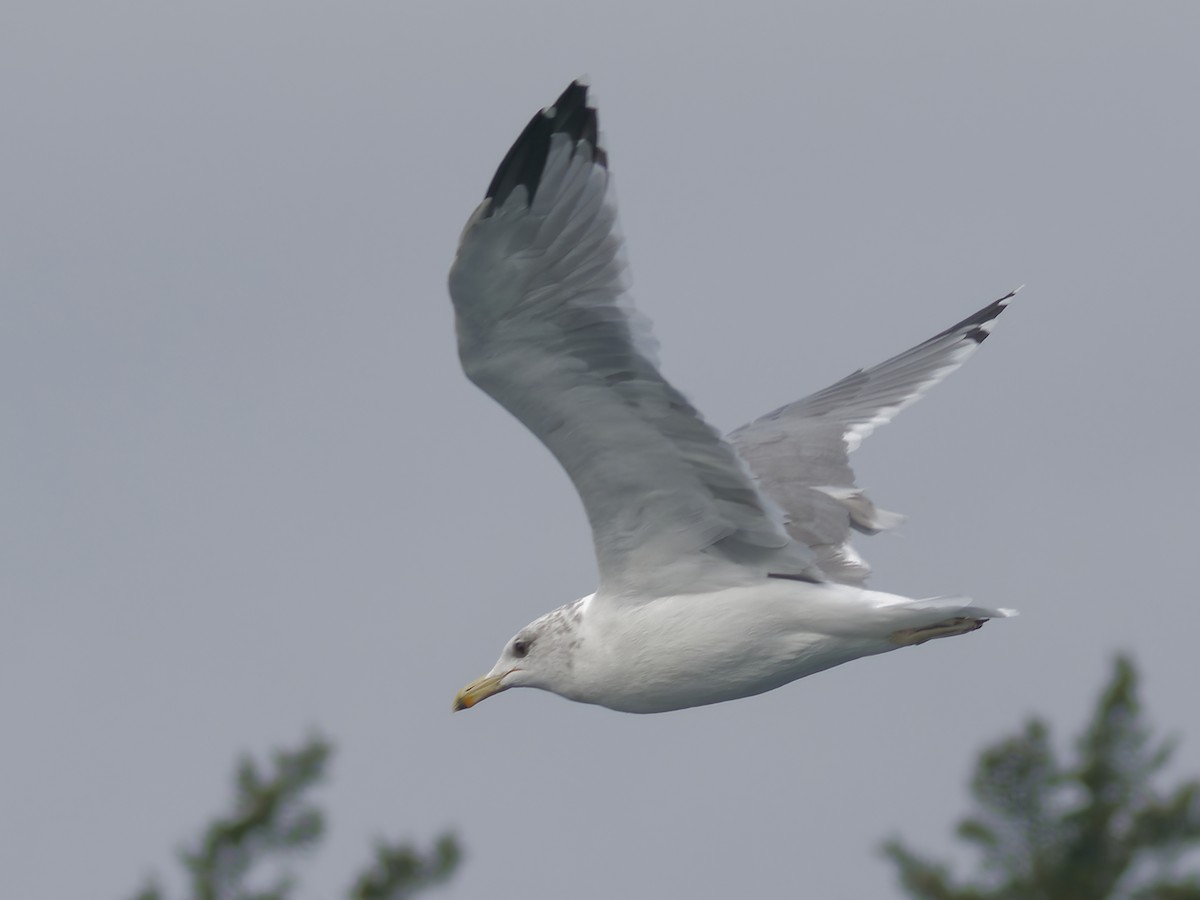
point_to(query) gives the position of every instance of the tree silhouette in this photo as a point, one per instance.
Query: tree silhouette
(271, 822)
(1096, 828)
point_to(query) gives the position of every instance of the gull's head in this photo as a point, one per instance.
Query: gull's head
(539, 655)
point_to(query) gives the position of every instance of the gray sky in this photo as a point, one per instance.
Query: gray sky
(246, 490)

--

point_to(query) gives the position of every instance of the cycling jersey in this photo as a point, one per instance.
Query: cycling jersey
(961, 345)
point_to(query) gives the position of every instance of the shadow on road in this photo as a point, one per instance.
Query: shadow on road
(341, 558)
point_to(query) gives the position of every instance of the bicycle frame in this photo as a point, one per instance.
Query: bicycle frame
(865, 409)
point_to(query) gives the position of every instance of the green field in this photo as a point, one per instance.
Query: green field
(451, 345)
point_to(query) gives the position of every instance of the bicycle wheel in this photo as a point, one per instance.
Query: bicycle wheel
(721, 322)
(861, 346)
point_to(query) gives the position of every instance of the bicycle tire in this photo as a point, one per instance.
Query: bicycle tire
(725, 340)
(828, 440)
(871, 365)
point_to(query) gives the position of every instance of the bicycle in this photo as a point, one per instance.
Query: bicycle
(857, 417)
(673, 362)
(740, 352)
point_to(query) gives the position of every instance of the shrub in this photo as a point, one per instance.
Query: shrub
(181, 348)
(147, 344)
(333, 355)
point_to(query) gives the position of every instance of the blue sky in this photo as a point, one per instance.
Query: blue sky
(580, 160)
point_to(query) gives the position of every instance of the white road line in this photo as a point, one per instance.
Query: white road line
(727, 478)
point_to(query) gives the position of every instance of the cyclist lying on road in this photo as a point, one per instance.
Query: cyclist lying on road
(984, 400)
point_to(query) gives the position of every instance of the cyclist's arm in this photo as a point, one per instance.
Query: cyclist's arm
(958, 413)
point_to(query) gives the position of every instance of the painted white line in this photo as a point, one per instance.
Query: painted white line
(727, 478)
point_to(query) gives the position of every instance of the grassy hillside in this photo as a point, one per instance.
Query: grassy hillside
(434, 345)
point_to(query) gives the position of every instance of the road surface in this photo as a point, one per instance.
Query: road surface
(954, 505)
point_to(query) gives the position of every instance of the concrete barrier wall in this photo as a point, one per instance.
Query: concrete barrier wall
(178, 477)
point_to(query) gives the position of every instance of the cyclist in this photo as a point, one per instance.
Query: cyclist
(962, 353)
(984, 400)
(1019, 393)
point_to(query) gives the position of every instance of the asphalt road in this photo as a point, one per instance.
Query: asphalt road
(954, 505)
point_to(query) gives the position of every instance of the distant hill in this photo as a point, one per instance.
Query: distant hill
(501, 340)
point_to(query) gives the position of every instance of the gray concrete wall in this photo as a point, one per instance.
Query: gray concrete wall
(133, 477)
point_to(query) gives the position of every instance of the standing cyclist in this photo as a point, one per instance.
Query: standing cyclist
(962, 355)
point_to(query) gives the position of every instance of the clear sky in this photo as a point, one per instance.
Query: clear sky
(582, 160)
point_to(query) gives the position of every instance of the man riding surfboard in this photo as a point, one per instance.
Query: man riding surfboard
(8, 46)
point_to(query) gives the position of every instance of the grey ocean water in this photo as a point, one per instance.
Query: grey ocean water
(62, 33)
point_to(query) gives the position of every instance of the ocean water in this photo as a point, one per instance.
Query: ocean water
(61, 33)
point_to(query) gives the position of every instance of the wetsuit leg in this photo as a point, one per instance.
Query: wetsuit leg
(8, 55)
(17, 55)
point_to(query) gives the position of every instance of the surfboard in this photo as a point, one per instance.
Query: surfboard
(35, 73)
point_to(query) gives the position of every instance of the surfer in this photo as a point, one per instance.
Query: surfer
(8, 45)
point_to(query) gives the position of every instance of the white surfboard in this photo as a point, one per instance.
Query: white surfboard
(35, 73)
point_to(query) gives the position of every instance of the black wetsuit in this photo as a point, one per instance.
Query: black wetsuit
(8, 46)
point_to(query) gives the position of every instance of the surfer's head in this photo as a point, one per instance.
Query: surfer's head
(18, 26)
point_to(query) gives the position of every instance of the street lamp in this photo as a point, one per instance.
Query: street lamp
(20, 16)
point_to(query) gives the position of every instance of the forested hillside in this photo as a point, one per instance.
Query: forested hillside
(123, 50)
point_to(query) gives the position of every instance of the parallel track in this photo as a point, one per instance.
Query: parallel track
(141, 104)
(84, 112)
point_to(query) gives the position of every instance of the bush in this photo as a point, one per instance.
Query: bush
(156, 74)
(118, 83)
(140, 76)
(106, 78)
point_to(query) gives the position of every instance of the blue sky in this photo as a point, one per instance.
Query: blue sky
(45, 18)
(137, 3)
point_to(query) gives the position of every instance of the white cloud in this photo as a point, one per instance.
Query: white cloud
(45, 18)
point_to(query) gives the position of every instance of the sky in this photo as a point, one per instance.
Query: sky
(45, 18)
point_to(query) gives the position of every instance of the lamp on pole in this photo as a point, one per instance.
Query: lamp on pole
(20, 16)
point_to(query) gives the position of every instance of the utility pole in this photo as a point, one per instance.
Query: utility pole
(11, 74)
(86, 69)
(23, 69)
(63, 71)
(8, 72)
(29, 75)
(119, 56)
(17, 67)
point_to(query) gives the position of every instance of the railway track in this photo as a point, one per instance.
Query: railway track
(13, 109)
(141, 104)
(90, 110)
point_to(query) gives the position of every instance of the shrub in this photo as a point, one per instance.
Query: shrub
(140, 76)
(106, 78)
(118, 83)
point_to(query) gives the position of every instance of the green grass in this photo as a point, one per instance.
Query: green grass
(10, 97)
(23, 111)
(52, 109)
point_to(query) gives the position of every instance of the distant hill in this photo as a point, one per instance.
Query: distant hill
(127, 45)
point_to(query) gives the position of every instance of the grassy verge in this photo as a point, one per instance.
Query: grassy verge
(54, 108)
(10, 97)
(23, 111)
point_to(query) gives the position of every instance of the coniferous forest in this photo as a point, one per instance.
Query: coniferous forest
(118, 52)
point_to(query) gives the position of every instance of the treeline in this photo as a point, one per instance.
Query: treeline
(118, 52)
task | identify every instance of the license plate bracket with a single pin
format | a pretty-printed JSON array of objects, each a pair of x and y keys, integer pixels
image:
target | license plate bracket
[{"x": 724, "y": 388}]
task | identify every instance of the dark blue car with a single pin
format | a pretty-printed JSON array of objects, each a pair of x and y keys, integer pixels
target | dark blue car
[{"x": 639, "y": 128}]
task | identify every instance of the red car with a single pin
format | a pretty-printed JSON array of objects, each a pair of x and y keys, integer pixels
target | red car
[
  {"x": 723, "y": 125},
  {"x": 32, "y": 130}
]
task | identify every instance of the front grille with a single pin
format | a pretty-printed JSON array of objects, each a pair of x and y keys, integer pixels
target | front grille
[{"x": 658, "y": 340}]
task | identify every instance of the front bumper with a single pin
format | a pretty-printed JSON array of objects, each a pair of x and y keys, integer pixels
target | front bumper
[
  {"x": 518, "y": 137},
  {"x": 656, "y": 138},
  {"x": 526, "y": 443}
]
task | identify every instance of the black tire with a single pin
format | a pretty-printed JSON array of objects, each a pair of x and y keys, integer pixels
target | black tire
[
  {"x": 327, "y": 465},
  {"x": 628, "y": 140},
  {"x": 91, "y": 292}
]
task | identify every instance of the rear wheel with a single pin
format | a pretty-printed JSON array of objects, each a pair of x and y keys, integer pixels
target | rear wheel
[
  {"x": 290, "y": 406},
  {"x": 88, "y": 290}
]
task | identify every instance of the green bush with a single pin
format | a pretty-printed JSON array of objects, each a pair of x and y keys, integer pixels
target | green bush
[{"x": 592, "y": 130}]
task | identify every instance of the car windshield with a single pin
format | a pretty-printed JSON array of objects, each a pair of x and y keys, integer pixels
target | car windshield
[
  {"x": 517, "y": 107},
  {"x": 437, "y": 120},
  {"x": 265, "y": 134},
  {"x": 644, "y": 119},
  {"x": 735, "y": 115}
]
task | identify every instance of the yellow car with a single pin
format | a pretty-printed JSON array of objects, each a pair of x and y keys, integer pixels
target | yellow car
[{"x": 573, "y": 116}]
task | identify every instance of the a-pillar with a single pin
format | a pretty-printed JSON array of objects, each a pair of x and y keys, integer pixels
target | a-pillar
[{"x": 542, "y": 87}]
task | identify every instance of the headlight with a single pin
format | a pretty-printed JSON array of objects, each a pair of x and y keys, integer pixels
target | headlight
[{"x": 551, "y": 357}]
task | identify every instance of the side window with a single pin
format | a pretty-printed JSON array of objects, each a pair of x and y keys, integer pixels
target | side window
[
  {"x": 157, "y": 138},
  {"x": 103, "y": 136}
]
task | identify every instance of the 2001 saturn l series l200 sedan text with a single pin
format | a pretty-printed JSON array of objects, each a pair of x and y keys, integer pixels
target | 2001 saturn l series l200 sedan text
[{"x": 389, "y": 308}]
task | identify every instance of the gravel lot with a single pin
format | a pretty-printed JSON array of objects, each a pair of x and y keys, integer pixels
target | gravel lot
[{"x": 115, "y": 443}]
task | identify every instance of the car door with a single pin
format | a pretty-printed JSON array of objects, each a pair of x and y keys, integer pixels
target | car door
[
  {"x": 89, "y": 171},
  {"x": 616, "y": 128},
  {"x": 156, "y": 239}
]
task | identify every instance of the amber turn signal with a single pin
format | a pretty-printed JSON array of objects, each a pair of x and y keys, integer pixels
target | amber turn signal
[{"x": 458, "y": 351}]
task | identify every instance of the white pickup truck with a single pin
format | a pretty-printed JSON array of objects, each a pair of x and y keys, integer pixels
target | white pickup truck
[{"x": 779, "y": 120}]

#### YOUR TASK:
The lines above from the one containing "task | identify every instance of the rear" through the one containing "task | identify every instance of the green" are to be set down exactly, and no others.

#### REPLY TO THE TASK:
task | identify every instance of the rear wheel with a single pin
format | a pretty-printed JSON array of objects, each a pair of x and y keys, integer pixels
target | rear wheel
[
  {"x": 290, "y": 406},
  {"x": 88, "y": 290}
]
task | identify every instance of the green bush with a single pin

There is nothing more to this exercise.